Personality Disorders

Kim Maryniak, PhD, RNC-NIC, NEA-BC

Personality Disorder

Nurses in any setting may care for patients who have a mental disorder. Patients with behavioral health needs may seek out healthcare for their disorder, or it may be a co-morbidity for a patient who has a physical illness. Patients with personality disorders may be encountered by nurses along the continuum of healthcare. It is important that nurses have an understanding of personality disorder to effectively care for their patients.

Personality disorders, defined by the Diagnostic and Statistical Manual of Mental Disorders, 5th edition (DSM-V), is a persistent pattern of internal experience and behavior which manifests in two or more of the areas of thinking, feeling, interpersonal relationships, and impulse control. This pattern greatly differs from the expectations of the individual's culture, is insidious and uncompromising, has an onset in adolescence or early adulthood, stabilizes over time, and can cause disturbance or affliction to the affected individual (American Psychiatric Association [APA], 2013).

In the United States, approximately 10-15% of the population has been diagnosed with a personality disorder (Bienenfeld, 2016 & National Institute of Mental Health, 2017). On a global level, it is estimated that 4-15% of the population has a personality disorder (Tyrer, Reed, & Crawford, 2015).

The fundamental characteristics of a personality disorder are impairments in personality (self and interpersonal) functioning and the presence of pathological personality traits. Four core features of personality disorders include inflexible, extreme and distorted thinking patterns (thoughts), problematic emotional response patterns (feelings), problems with impulse control (behavior), and substantial interpersonal problems (behavior) (APA, 2013).

Although there are many theories that have been studied, there is no definitive cause that has been identified for the development of personality disorders. Many believe it is multi-factorial in nature. Development of personality disorders involves numerous predisposing factors that occur over a period of time.

In the current edition of the APA manual (DSM-V), the disorders are provided as ten categories for personality types, divided into three clusters, based on descriptive similarities, such as symptoms and risk factors.

  •   The cluster A group of personality disorders contains those in which individuals demonstrate behaviors   described as odd or eccentric (Bienenfeld, 2016 & Parekh, 2016).
       o   Cluster A includes paranoid, schizoid, and schizotypal personalities.
  •   The cluster B group of personality disorders contains those in which individuals demonstrate behaviors   described as emotional or dramatic (Bienenfeld, 2016 & Parekh, 2016).
       o   Cluster B includes antisocial, histrionic, narcissistic, and borderline personalities.
  •   The cluster C group of personality disorders contains those in which individuals demonstrate behaviors   described as fearful or anxious (Bienenfeld, 2016; Parekh, 2016).
       o   Cluster C includes avoidant, dependent, and obsessive/compulsive personalities, as well as personality        disorder not otherwise specified (APA, 2013).

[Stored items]

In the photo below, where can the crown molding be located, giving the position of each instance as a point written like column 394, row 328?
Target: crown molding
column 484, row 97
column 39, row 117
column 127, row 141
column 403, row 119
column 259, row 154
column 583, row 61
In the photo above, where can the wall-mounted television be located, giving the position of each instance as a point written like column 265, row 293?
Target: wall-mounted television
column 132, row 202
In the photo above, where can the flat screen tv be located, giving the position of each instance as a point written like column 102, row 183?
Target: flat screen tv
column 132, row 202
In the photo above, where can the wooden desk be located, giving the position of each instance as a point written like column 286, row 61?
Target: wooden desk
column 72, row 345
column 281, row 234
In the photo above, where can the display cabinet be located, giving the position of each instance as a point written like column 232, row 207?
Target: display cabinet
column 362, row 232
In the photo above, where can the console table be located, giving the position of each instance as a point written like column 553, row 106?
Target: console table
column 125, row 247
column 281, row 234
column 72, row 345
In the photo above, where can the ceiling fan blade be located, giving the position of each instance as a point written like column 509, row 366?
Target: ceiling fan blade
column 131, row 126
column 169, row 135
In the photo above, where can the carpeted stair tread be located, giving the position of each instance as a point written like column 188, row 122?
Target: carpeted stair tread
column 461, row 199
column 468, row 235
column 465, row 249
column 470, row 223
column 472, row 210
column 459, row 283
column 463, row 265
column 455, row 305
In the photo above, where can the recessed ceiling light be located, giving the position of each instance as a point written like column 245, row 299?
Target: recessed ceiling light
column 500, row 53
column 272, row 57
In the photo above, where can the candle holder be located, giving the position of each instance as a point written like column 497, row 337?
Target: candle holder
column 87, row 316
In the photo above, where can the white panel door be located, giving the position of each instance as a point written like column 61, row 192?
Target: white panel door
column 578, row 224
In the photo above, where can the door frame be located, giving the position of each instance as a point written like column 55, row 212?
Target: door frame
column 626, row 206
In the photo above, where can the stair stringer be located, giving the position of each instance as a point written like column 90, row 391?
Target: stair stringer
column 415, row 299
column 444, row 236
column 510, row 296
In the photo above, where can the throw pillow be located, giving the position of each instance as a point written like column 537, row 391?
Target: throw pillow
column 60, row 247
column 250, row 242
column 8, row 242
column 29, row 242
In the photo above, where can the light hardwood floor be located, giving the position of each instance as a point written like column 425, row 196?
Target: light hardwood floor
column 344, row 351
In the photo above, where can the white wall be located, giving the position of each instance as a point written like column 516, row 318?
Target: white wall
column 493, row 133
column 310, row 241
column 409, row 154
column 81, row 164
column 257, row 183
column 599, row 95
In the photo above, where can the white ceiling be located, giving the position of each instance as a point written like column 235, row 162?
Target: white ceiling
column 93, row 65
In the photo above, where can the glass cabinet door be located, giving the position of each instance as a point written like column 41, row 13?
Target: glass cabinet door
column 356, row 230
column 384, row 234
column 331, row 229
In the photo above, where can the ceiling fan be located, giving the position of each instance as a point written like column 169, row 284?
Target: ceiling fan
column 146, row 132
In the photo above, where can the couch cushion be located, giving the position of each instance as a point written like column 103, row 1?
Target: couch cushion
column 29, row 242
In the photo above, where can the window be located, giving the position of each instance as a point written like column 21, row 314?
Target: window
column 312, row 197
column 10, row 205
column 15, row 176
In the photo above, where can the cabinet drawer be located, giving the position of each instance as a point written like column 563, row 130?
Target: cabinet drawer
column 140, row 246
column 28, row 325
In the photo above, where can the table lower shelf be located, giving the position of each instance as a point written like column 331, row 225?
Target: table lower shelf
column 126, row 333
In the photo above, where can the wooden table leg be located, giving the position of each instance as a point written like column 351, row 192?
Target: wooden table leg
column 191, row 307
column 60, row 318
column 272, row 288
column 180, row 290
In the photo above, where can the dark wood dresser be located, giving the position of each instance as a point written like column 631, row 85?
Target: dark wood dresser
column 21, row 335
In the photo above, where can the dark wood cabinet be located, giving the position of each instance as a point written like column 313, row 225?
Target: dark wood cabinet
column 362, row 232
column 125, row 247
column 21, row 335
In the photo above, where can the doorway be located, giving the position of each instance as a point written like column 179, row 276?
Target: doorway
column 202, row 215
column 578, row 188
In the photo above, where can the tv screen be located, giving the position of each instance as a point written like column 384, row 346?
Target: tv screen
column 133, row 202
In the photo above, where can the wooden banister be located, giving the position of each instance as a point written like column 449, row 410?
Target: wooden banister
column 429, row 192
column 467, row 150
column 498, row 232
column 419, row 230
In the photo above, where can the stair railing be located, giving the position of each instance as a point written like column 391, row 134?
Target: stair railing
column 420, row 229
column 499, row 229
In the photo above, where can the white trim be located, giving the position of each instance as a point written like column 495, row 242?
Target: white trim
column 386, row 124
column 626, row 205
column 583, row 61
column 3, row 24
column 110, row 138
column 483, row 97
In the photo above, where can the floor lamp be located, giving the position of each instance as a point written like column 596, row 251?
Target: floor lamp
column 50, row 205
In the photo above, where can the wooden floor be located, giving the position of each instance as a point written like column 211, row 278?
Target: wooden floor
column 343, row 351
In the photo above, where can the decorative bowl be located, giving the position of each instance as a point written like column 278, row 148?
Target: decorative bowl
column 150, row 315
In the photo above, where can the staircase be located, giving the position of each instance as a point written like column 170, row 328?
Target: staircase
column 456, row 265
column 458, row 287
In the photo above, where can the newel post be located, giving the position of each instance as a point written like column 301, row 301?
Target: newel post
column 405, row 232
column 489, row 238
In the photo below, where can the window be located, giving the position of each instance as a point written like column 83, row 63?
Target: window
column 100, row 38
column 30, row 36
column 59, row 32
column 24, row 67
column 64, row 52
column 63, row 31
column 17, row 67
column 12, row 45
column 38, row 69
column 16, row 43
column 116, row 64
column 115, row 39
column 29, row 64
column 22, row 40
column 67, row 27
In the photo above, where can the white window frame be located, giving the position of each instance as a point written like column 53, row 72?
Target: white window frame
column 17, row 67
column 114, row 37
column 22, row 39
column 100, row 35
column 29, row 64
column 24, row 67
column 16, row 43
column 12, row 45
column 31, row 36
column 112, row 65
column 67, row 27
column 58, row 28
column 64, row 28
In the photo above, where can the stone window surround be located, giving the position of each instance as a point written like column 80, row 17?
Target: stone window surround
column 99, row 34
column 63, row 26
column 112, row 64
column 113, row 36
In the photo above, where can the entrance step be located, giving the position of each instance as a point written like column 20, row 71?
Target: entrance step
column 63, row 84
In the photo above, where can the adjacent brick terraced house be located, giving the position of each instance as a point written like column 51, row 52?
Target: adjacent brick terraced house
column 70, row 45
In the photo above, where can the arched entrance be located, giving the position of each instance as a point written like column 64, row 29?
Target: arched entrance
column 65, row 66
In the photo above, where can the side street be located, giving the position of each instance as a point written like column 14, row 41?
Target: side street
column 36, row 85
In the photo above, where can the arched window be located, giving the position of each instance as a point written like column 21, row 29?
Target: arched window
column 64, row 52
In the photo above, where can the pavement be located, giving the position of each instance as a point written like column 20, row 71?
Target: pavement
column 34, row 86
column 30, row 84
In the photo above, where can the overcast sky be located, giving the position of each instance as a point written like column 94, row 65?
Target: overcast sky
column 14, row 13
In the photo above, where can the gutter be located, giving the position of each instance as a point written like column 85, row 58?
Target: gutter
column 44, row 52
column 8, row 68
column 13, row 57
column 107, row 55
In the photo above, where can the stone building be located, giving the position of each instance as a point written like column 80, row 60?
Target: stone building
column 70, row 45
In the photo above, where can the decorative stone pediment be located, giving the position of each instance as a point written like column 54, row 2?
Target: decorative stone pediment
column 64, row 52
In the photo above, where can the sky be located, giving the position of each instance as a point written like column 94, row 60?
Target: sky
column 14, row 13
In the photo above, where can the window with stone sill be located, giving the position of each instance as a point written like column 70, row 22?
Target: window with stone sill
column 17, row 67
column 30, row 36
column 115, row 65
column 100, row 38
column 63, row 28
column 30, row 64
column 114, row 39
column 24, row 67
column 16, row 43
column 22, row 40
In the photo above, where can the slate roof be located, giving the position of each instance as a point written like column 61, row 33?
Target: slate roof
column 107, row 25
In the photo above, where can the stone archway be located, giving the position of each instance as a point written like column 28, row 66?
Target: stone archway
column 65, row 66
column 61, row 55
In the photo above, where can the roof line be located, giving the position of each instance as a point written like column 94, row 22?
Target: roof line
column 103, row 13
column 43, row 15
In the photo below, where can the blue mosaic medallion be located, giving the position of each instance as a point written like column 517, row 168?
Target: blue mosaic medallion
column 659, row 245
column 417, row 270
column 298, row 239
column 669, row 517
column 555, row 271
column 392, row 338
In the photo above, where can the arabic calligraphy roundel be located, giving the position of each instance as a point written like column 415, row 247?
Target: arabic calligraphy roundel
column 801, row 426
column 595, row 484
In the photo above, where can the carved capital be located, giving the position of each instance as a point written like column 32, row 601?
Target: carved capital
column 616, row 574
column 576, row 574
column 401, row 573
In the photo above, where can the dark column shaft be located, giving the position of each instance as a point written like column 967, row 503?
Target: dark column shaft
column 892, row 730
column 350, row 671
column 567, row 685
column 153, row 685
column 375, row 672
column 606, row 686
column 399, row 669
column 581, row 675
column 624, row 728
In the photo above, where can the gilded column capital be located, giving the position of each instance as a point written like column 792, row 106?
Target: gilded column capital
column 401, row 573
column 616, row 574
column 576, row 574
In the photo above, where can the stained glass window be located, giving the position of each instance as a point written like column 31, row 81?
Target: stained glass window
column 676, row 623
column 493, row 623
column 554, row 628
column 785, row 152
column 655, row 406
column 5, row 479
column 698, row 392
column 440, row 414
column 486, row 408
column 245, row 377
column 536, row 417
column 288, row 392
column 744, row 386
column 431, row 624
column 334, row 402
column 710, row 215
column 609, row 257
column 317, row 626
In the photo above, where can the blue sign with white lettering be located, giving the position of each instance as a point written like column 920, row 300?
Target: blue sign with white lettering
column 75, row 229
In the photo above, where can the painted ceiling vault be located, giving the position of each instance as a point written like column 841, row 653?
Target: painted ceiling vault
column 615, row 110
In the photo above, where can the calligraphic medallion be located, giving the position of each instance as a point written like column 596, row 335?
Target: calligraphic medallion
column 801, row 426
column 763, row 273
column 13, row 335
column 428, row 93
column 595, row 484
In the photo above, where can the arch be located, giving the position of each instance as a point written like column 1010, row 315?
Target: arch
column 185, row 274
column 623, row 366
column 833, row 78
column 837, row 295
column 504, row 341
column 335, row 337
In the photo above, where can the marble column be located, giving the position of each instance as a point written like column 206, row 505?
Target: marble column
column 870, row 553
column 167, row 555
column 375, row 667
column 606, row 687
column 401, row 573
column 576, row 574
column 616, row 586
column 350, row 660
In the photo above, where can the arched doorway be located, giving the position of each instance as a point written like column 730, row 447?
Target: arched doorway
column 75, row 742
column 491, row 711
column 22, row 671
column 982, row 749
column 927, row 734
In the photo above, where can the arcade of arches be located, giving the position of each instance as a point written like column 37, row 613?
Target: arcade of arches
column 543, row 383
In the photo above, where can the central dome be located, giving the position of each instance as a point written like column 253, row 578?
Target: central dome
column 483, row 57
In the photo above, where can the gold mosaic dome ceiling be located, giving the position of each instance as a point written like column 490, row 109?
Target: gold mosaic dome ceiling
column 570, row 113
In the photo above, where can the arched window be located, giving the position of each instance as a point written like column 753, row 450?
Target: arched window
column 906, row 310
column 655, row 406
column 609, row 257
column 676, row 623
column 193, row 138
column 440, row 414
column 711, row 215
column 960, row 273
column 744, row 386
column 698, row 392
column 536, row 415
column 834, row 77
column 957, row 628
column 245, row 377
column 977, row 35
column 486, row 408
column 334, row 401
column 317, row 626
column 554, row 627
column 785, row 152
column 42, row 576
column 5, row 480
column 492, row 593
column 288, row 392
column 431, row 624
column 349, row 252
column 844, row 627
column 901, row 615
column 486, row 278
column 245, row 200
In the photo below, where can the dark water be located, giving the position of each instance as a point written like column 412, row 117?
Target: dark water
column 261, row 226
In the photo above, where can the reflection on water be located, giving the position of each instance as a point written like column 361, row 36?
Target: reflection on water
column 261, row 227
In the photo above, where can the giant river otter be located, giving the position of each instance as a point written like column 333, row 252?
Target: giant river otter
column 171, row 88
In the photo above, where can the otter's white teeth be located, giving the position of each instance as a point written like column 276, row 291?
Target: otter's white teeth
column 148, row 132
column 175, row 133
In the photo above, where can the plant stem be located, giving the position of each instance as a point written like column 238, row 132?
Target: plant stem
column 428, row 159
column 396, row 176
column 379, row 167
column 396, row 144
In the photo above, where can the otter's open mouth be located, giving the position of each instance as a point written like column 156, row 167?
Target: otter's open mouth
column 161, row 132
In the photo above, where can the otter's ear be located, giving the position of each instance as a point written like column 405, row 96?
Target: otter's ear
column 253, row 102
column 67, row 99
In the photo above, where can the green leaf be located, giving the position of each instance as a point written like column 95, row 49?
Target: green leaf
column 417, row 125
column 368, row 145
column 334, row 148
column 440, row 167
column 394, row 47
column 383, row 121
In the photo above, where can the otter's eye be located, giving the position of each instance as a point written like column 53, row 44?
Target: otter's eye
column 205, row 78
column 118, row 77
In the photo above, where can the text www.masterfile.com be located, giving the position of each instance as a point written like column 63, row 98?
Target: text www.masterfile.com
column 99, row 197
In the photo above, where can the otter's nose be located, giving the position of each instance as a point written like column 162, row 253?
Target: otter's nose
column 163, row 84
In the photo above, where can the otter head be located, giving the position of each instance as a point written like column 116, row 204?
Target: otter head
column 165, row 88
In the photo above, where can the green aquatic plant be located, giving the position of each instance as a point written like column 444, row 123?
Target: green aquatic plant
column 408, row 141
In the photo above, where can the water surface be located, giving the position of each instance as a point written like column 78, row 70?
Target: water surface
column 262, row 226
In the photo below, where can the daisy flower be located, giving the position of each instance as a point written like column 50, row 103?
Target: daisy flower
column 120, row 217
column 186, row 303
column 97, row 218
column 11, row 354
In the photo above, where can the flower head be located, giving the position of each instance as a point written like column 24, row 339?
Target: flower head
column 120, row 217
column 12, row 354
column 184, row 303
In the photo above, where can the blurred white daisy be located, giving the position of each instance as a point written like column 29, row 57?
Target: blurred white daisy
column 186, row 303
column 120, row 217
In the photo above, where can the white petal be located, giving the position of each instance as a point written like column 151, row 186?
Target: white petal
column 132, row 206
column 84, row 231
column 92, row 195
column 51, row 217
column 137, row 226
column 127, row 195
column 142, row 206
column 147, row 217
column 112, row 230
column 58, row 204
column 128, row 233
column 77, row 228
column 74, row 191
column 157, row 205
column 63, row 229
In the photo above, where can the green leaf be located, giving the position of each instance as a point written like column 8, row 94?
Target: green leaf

▸ **Task item A**
In the personality disorders passage, which personality types does cluster A include?
▸ **Task item B**
Please write out the personality disorders passage between "In the current" and "and schizotypal personalities.", inclusive.

▸ **Final answer A**
Paranoid, schizoid, and schizotypal personalities.

▸ **Final answer B**
In the current edition of the APA manual (DSM-V), the disorders are provided as ten categories for personality types, divided into three clusters, based on descriptive similarities, such as symptoms and risk factors.

  •   The cluster A group of personality disorders contains those in which individuals demonstrate behaviors   described as odd or eccentric (Bienenfeld, 2016 & Parekh, 2016).
       o   Cluster A includes paranoid, schizoid, and schizotypal personalities.